Prompt | Reproduce, word for word, the lines of the records from the line containing "Mark one point on every instance of the red" up to and including the line containing "Target: red shingle roof".

Dataset content |
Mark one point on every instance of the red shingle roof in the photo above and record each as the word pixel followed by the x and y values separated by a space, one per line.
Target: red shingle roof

* * *

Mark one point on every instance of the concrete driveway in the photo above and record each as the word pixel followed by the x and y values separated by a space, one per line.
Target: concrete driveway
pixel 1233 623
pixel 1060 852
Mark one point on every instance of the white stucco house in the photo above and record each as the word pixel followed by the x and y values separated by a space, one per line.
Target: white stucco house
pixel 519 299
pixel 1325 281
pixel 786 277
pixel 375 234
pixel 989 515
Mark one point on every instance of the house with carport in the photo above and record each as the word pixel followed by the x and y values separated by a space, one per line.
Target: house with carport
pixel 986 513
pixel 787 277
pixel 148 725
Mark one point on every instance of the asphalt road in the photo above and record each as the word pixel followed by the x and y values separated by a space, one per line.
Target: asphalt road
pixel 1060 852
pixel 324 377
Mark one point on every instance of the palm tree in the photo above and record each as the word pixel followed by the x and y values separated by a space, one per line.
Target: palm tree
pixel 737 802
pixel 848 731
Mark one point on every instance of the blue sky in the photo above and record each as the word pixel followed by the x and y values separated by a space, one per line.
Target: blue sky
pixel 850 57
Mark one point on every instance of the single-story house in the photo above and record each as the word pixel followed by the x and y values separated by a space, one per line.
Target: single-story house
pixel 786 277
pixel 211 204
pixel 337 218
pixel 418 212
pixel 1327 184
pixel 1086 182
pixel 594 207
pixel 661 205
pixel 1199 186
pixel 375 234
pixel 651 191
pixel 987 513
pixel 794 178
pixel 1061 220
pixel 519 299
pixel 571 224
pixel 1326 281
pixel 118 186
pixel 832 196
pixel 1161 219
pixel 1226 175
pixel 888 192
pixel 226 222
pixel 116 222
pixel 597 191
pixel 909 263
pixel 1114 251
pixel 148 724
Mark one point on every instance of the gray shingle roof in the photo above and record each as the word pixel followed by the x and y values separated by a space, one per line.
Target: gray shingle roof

Expected answer |
Mark one point on every instance of the red shingle roof in the photo above and record each as the word pixel followed by the x and y values separated by a space, one per line.
Target: red shingle roof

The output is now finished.